**PROBLEM STATEMENT**
Quote all entries in full, exactly.

**EXTRACTED DATA**
◆ ◆ ◆ ◆ ◆ ◆ ◆
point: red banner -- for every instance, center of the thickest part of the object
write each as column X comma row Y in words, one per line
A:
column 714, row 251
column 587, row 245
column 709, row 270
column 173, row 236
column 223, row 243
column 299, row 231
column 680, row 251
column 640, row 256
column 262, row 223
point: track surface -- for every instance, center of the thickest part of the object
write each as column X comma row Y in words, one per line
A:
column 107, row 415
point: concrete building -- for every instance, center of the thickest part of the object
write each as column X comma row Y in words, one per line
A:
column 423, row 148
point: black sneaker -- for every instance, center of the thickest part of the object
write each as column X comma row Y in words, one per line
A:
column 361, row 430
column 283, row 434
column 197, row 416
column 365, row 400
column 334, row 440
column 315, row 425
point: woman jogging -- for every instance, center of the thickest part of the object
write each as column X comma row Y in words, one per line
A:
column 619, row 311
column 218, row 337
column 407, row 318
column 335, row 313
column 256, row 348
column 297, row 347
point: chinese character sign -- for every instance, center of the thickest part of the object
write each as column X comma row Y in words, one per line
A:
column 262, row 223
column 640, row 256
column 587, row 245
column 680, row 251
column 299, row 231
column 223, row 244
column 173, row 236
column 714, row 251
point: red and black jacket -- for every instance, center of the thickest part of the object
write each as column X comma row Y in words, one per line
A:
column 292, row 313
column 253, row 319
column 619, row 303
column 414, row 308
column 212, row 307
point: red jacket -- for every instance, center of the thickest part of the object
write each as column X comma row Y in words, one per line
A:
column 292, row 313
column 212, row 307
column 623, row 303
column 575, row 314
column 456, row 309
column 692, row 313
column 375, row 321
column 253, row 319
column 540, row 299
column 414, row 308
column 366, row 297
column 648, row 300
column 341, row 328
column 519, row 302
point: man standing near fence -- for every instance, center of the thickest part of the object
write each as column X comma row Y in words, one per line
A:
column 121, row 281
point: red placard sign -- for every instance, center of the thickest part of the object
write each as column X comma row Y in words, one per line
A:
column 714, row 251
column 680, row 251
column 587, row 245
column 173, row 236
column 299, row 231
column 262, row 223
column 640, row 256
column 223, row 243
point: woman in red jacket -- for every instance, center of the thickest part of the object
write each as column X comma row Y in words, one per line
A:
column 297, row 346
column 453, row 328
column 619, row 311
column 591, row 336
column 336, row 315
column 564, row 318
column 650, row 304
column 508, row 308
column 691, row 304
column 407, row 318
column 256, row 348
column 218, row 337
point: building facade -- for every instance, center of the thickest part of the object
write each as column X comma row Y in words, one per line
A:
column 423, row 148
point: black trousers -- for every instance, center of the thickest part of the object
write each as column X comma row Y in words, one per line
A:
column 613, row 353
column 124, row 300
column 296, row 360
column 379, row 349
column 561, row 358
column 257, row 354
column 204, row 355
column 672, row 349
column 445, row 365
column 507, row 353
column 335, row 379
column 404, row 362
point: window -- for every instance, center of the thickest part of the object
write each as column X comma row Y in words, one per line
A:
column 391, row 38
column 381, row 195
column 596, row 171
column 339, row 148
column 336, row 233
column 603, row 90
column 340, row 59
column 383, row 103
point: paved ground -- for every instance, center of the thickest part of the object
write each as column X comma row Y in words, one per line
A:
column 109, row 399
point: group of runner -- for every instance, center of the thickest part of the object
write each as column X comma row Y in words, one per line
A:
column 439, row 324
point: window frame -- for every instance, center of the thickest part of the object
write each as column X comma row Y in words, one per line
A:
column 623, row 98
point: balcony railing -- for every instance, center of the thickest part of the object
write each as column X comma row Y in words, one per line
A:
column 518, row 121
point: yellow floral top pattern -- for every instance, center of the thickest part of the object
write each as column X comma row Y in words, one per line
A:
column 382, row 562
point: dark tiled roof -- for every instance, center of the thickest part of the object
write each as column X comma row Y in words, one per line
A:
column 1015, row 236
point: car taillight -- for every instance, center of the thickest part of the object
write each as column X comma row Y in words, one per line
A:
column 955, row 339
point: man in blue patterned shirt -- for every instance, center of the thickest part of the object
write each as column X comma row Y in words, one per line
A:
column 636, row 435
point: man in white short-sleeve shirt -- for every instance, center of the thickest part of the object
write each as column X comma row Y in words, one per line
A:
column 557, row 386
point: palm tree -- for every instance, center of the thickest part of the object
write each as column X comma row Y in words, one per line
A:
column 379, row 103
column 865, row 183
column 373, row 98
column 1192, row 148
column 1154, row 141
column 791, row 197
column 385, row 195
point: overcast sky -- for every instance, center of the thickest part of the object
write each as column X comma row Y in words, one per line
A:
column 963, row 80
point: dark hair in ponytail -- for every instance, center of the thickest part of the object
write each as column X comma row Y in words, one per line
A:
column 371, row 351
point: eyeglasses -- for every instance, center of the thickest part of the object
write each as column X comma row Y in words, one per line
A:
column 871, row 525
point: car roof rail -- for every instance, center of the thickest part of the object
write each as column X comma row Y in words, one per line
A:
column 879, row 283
◆ ◆ ◆ ◆ ◆ ◆ ◆
**THE COMPLETED TASK**
point: red banner -- for every instance, center of the thickest part of the object
write each as column X comma row Y in words, one per line
A:
column 714, row 251
column 587, row 245
column 709, row 270
column 173, row 236
column 223, row 243
column 299, row 231
column 680, row 251
column 640, row 256
column 262, row 223
point: track surface -- for every instance, center of the thickest part of the object
write each as column X comma row Y in words, one per line
A:
column 107, row 415
point: concrete building -- for every instance, center of the thickest part of the object
write each as column X comma row Y in words, one per line
A:
column 423, row 148
point: black sneaker -- for every instance, center of the thickest part of the object
write each as column X comma row Y in words, one per line
A:
column 361, row 430
column 283, row 434
column 197, row 416
column 365, row 400
column 334, row 440
column 315, row 425
point: woman jogging -- for every instance, center of the thickest part of the object
write each as column X comma row Y in words, one per line
A:
column 619, row 311
column 218, row 337
column 407, row 318
column 335, row 313
column 256, row 348
column 297, row 347
point: chinese character sign -- for every instance, center of the thickest part of the object
write each as column X comma row Y in words, one per line
A:
column 262, row 223
column 640, row 256
column 587, row 245
column 680, row 251
column 299, row 231
column 223, row 244
column 173, row 236
column 714, row 251
point: red and black jacket -- for every instance, center of the thickest part of the object
write each as column X comma row Y in words, one per line
A:
column 292, row 313
column 253, row 319
column 619, row 303
column 414, row 308
column 212, row 307
point: red jacket -- for every instance, center of the thickest part of the object
write each as column X comma row Y in words, one per line
A:
column 292, row 313
column 212, row 307
column 623, row 303
column 575, row 314
column 456, row 309
column 692, row 313
column 375, row 321
column 253, row 319
column 540, row 299
column 414, row 308
column 366, row 297
column 648, row 300
column 341, row 328
column 519, row 302
point: man standing near fence -- for every instance, center of the thickest part of the object
write each as column X comma row Y in words, one per line
A:
column 121, row 281
point: red placard sign -- for every instance, center of the thickest part of the object
write each as column X comma row Y in words, one per line
A:
column 714, row 251
column 680, row 251
column 587, row 245
column 173, row 236
column 299, row 231
column 262, row 223
column 640, row 256
column 223, row 243
point: woman in red jacket -- for every instance, center of the thickest part of the object
write each as column X comma row Y in words, one per line
A:
column 297, row 346
column 453, row 328
column 619, row 311
column 591, row 336
column 336, row 315
column 564, row 318
column 650, row 304
column 508, row 308
column 691, row 304
column 407, row 318
column 256, row 348
column 218, row 337
point: building facade -- for every instance, center of the thickest part of the object
write each as column X comma row Y in words, one per line
A:
column 423, row 148
point: black trousers -- for every instance, center of the thickest part of the object
write each as column X comma row Y in words, one per line
A:
column 613, row 353
column 124, row 300
column 296, row 360
column 379, row 349
column 561, row 358
column 257, row 354
column 204, row 355
column 672, row 349
column 445, row 365
column 507, row 353
column 335, row 379
column 404, row 362
point: window -- for every instance, center of the thickest part of the object
write each as column X comma row Y in words, one per line
A:
column 391, row 38
column 381, row 195
column 596, row 171
column 339, row 148
column 336, row 233
column 603, row 90
column 340, row 59
column 383, row 103
point: paved ground -- for every instance, center of the thickest part of the object
write each as column X comma row Y in words, one per line
A:
column 109, row 399
point: group of runner -- for every instance, center of the thickest part of the object
write each as column X comma row Y in words, one per line
A:
column 439, row 324
point: window frame -- for every instance, center of the thickest part of the object
write each as column X comma row Y in words, one per line
A:
column 623, row 98
point: balcony railing -- for every instance, center of the thickest part of the object
write each as column X comma row Y in words, one per line
A:
column 518, row 121
point: yellow floral top pattern -- for every instance, center of the thickest part of the object
write each as column X comma row Y in words, one per line
A:
column 382, row 562
point: dark tiled roof -- for every instance, center of the thickest part of the object
write each as column X comma row Y in words, one per line
A:
column 1015, row 236
point: car taillight -- for every instance, center of the thickest part of the object
write each as column X comma row Y in words, one per line
A:
column 955, row 339
point: man in blue patterned shirt -- for every instance, center of the thickest part of the object
write each as column X comma row Y in words, one per line
A:
column 636, row 435
point: man in white short-sleeve shirt -- for every instance, center of the thickest part of the object
write each as column X comma row Y in words, one per line
A:
column 557, row 386
point: palm tree -- for every instance, center of the thickest part of the object
write each as column X comma row Y in words, one per line
A:
column 379, row 103
column 865, row 183
column 373, row 98
column 1192, row 148
column 1154, row 141
column 791, row 197
column 385, row 195
point: overcast sky -- for every instance, center of the thickest part of the object
write each as column X comma row Y in words, one per line
A:
column 963, row 80
point: dark hair in ponytail -- for every instance, center of the thickest part of the object
write each as column X comma row Y in words, one per line
A:
column 371, row 351
point: eyeglasses -- for every instance, center of the thickest part of the object
write each as column X comma row Y in words, one per line
A:
column 871, row 525
point: car roof rail -- for every instance, center of the thickest part of the object
write each as column X comma row Y in words, one per line
A:
column 879, row 283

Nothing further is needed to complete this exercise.